Your answer should be only the lines below from the one with "Phrase: paved path" to the one with "compact form (83,405).", repeated exactly, ends included.

DATA TO USE:
· · · · ·
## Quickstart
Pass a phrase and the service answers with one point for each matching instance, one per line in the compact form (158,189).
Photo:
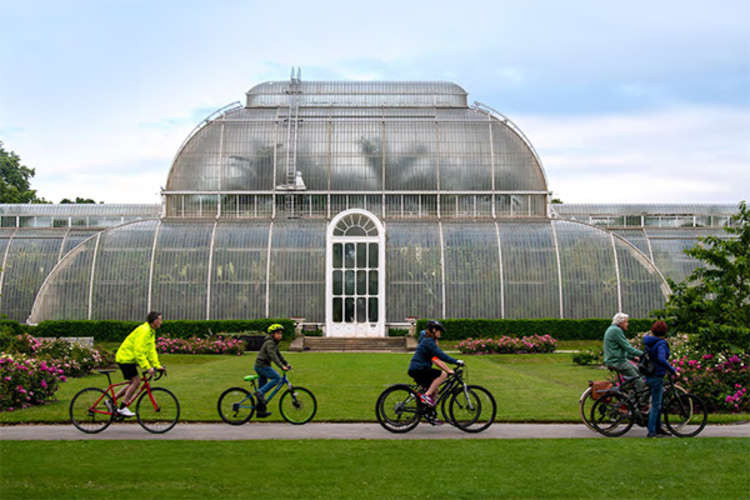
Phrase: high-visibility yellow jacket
(139,347)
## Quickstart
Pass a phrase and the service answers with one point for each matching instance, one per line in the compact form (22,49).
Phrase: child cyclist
(268,376)
(420,368)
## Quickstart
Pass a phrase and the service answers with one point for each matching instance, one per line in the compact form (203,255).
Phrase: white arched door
(355,275)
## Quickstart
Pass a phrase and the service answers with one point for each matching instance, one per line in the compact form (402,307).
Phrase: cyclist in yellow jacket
(137,350)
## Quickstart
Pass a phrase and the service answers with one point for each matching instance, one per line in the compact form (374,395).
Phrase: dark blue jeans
(657,391)
(268,378)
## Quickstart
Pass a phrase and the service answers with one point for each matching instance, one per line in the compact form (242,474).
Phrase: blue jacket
(426,350)
(659,350)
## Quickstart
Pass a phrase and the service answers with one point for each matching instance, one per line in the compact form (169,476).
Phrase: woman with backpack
(658,351)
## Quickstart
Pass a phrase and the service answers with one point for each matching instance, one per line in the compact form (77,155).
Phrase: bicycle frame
(145,386)
(453,382)
(284,380)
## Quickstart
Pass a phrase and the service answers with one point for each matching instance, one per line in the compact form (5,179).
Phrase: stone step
(355,343)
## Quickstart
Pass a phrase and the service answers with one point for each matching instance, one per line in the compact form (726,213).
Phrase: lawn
(531,387)
(469,469)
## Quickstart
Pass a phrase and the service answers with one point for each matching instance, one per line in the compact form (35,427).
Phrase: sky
(627,102)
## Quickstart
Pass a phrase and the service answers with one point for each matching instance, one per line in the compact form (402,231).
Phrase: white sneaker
(125,412)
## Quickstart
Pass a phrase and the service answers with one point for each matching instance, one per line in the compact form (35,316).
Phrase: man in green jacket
(137,350)
(617,352)
(268,376)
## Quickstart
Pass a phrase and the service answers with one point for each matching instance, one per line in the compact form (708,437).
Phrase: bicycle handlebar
(160,372)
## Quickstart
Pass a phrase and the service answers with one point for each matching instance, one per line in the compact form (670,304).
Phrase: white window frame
(355,329)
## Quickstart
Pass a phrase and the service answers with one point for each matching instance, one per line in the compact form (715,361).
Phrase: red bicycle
(92,410)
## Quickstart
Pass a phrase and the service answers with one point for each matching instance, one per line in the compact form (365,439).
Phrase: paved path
(329,431)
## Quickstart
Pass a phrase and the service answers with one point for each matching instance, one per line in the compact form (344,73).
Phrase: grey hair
(619,318)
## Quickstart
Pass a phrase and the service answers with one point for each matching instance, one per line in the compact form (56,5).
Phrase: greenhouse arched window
(355,271)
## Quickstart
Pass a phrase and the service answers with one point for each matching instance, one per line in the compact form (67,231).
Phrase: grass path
(533,387)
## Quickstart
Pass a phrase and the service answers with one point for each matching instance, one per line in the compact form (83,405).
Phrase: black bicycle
(617,409)
(297,405)
(471,408)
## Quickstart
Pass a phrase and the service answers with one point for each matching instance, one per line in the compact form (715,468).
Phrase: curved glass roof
(203,269)
(64,215)
(354,150)
(352,94)
(27,255)
(665,247)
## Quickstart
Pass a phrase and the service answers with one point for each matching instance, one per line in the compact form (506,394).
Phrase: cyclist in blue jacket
(420,367)
(659,350)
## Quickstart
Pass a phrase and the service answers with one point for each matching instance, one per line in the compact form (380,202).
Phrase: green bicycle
(297,405)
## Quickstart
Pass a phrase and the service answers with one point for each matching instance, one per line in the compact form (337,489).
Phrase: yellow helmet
(275,327)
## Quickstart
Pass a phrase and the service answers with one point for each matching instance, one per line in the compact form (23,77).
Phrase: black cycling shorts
(129,370)
(425,377)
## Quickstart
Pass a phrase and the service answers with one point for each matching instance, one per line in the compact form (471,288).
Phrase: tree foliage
(15,185)
(714,300)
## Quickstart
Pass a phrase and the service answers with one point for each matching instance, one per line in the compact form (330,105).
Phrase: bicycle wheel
(158,413)
(612,415)
(473,410)
(298,405)
(685,415)
(89,412)
(397,409)
(585,402)
(236,406)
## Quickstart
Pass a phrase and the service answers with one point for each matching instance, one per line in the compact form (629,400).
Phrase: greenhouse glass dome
(353,205)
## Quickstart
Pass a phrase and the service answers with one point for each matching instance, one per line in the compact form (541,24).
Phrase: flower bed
(75,360)
(27,381)
(508,345)
(194,345)
(722,383)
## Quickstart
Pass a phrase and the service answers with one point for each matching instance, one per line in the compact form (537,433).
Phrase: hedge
(560,329)
(116,331)
(456,329)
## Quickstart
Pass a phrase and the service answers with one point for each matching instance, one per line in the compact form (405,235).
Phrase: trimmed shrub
(116,331)
(194,345)
(561,329)
(508,345)
(588,357)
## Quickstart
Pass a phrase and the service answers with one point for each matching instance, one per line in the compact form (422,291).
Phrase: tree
(14,179)
(714,300)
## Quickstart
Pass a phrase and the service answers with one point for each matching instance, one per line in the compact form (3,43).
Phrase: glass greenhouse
(353,205)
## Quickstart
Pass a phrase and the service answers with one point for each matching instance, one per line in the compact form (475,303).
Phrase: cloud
(673,155)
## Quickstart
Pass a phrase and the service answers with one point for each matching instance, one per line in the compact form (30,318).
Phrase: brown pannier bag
(599,387)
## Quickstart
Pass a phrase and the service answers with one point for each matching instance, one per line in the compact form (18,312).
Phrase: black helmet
(436,325)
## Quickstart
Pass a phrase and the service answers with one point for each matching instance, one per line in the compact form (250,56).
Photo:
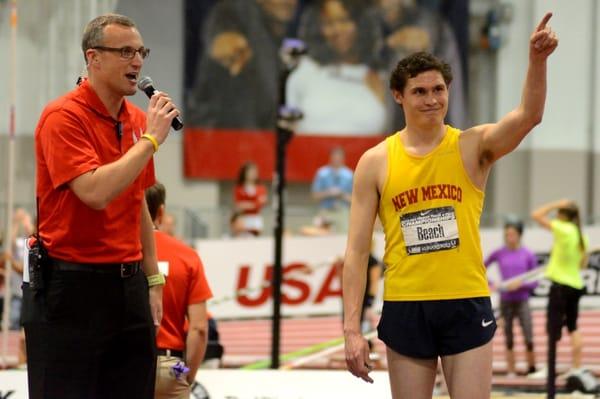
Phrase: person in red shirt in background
(183,332)
(249,196)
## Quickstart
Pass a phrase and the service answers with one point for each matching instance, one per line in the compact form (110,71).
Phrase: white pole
(10,182)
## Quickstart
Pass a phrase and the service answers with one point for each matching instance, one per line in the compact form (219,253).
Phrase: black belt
(169,352)
(124,270)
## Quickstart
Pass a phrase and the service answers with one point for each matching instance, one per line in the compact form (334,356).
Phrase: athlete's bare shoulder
(372,165)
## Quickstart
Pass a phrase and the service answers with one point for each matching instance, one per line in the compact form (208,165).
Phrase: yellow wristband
(152,140)
(156,279)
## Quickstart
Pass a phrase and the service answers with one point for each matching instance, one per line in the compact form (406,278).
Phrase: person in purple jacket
(513,260)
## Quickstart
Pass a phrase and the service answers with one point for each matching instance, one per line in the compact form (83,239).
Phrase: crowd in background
(340,85)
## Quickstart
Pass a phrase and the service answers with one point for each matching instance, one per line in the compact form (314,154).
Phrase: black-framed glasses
(126,52)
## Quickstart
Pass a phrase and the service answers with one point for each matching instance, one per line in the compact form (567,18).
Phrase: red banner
(218,154)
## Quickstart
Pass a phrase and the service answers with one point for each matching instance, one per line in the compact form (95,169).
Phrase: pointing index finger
(544,21)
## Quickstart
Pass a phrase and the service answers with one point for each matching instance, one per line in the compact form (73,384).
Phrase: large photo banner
(239,272)
(235,81)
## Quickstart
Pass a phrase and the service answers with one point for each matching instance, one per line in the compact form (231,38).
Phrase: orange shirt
(75,134)
(186,285)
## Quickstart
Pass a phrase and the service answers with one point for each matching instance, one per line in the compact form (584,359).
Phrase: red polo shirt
(186,285)
(75,135)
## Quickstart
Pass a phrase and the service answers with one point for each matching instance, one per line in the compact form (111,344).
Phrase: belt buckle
(127,270)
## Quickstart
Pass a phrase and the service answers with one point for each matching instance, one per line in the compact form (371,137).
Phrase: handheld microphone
(145,84)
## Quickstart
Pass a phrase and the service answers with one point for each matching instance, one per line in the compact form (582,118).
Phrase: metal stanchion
(290,54)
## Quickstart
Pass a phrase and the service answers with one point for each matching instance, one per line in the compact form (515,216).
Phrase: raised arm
(500,138)
(365,199)
(98,187)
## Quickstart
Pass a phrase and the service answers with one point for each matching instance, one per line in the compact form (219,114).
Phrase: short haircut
(155,197)
(415,64)
(515,224)
(93,34)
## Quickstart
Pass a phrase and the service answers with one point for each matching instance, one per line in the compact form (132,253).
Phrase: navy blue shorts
(428,329)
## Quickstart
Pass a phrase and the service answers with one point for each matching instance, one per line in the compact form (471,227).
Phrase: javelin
(10,181)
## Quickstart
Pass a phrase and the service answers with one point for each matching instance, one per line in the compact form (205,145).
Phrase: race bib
(430,230)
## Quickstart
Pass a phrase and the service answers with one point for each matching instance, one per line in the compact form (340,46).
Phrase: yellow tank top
(430,211)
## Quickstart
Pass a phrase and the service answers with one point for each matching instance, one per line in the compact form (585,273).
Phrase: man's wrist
(152,140)
(157,279)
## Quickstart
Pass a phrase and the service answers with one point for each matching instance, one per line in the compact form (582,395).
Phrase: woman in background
(249,197)
(337,86)
(567,258)
(513,260)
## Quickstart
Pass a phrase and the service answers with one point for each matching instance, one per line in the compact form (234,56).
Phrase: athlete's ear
(397,96)
(160,213)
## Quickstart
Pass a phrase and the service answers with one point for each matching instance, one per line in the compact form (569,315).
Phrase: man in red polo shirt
(183,332)
(90,315)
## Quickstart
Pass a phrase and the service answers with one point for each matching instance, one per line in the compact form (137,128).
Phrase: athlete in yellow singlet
(427,184)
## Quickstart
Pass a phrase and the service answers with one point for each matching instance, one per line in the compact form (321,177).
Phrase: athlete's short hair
(417,63)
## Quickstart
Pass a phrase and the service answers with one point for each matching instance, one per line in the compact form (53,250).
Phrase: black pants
(89,335)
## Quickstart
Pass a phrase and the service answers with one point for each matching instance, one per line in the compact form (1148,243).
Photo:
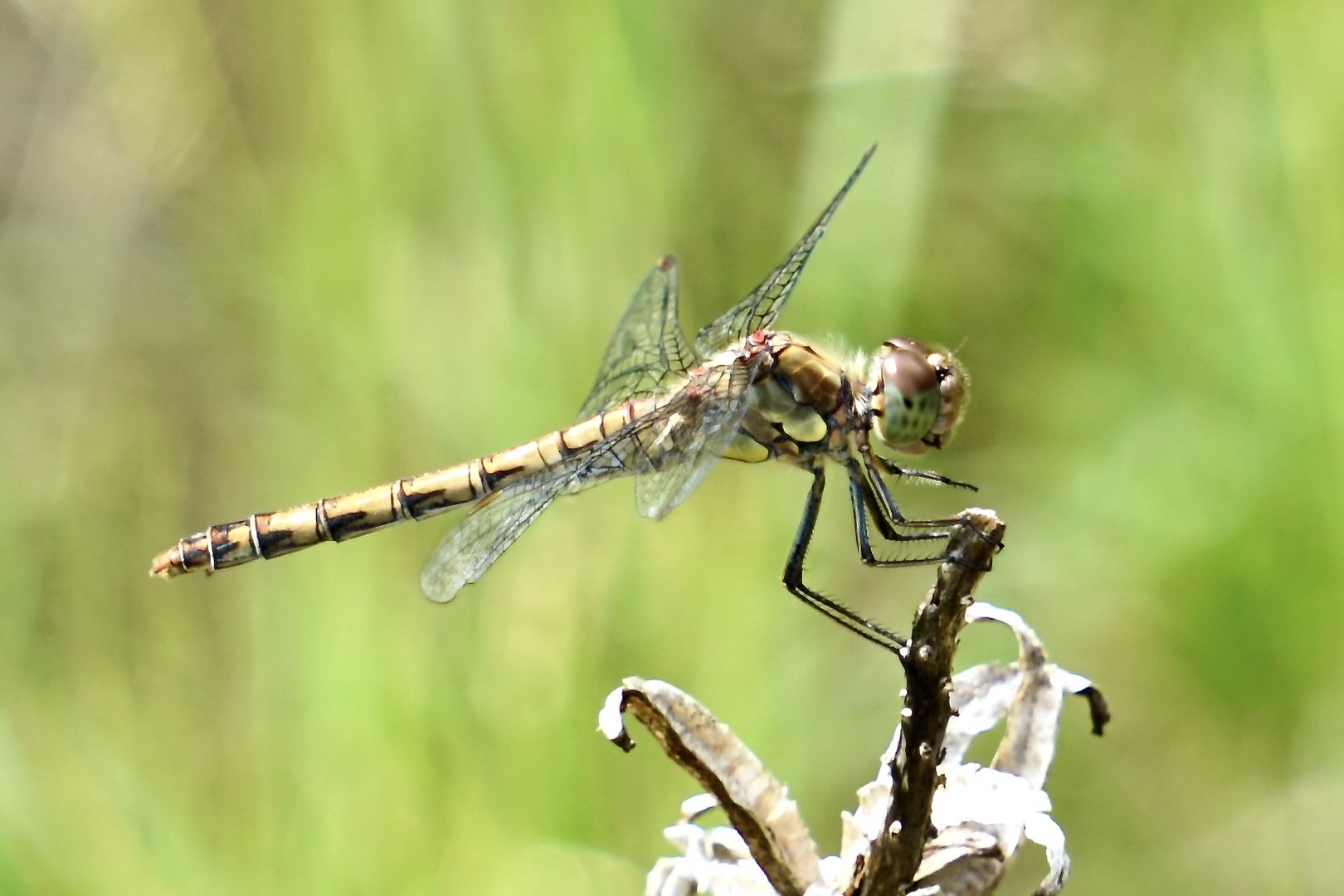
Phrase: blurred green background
(253,254)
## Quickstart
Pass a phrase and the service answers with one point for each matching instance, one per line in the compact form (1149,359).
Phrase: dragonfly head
(918,395)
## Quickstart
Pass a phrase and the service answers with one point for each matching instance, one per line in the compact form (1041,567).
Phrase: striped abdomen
(338,519)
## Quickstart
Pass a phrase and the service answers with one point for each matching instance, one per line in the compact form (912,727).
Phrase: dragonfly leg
(878,496)
(793,578)
(891,468)
(866,505)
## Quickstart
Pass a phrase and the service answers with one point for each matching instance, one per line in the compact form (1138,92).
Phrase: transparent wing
(672,448)
(648,348)
(760,309)
(691,436)
(470,548)
(498,522)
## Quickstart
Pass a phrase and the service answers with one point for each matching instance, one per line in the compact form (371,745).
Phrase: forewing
(760,309)
(693,431)
(648,348)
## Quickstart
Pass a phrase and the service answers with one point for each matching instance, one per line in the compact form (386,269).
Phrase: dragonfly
(663,410)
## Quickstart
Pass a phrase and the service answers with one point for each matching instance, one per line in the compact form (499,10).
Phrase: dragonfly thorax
(918,395)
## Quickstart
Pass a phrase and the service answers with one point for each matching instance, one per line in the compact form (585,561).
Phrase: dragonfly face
(918,395)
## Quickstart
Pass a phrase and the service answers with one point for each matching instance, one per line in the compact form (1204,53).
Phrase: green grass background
(253,254)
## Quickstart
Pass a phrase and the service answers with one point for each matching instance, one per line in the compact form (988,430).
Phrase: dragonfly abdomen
(417,497)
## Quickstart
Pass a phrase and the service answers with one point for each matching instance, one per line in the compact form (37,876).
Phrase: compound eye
(908,373)
(903,344)
(910,399)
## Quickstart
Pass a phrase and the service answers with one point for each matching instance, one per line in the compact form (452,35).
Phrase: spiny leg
· · · · ·
SOLUTION FOR THIS PROBLEM:
Phrase: paved path
(329,431)
## Quickstart
Pass a phrase and the service answers with one point for each matching instance, one per line in the compact form (344,73).
Phrase: grey hair
(619,318)
## Quickstart
Pass a phrase and the service answers with one point for each matching instance, one per line in the compact form (56,5).
Phrase: greenhouse arched window
(355,271)
## Quickstart
Pass a phrase and the service answers with one point for each matching instance, one per line in the compact form (67,231).
Phrase: grass path
(533,387)
## Quickstart
Pass a phrase and the service answers with one point for each matching instance, one per line in the compact form (83,405).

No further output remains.